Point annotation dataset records
━━━━━━

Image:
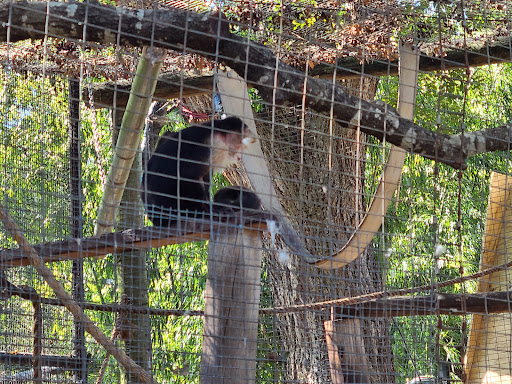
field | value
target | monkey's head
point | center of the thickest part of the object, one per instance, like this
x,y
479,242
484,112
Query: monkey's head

━━━━━━

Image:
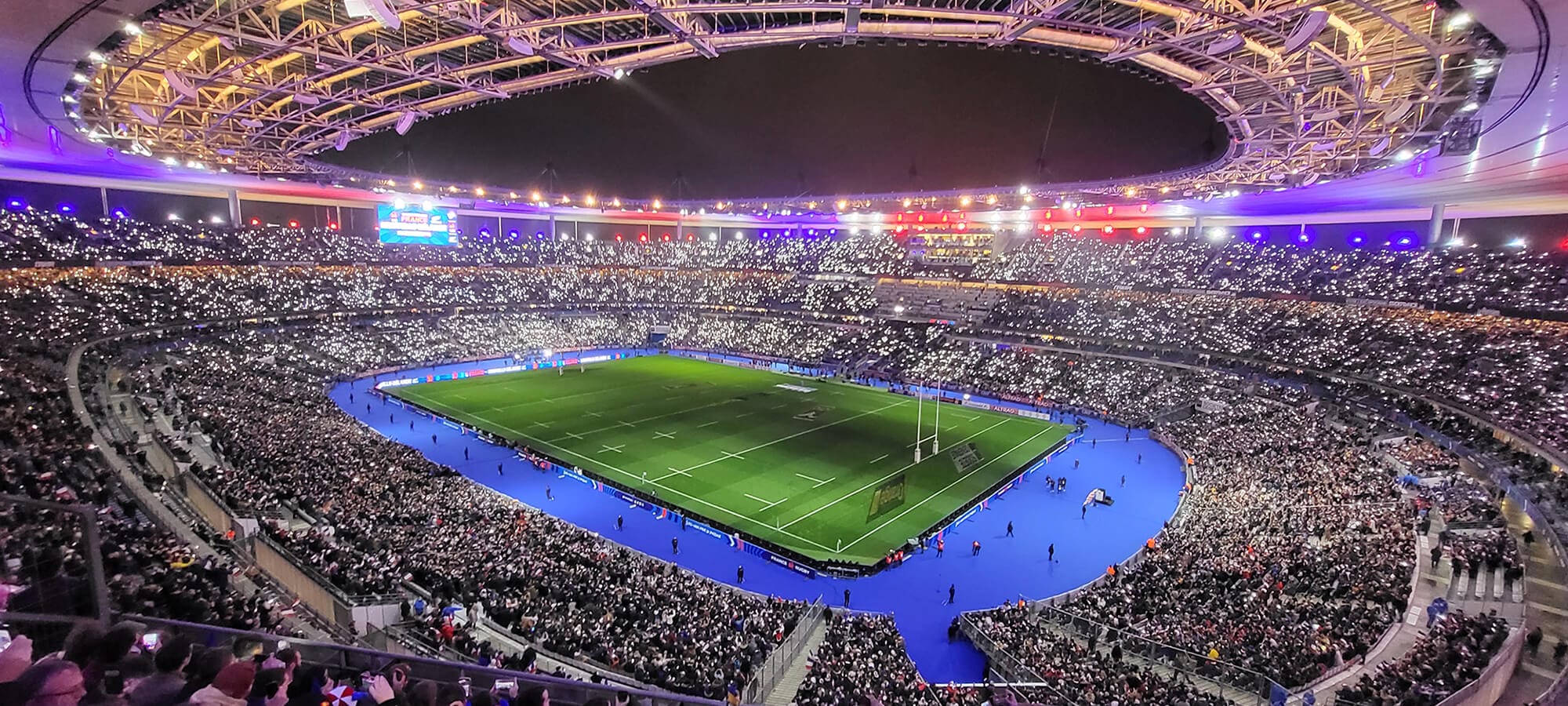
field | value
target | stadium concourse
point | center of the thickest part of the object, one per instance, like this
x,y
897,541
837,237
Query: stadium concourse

━━━━━━

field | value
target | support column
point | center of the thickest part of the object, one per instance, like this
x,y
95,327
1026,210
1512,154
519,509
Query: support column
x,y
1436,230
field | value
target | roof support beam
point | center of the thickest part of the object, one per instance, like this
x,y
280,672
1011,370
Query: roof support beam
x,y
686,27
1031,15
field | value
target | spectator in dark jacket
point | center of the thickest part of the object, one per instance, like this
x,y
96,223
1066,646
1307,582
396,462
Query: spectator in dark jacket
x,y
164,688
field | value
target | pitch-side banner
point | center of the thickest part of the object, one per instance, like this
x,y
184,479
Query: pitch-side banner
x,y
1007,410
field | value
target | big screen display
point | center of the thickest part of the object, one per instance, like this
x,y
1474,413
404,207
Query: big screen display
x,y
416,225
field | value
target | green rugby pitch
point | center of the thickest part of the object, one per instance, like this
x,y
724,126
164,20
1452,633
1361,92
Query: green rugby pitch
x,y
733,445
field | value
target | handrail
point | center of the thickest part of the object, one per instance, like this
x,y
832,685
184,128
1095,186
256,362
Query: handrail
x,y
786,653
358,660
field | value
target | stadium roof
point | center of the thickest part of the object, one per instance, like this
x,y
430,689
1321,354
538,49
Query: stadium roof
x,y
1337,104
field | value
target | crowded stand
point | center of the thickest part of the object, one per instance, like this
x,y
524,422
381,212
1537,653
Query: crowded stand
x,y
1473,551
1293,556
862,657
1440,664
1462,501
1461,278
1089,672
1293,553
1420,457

━━━━━━

**CHALLENGE:** How many lines in the records above contain the string "jacket"? Treat uppercase and lowercase as different, and give only the number.

**CORRECT RESULT:** 2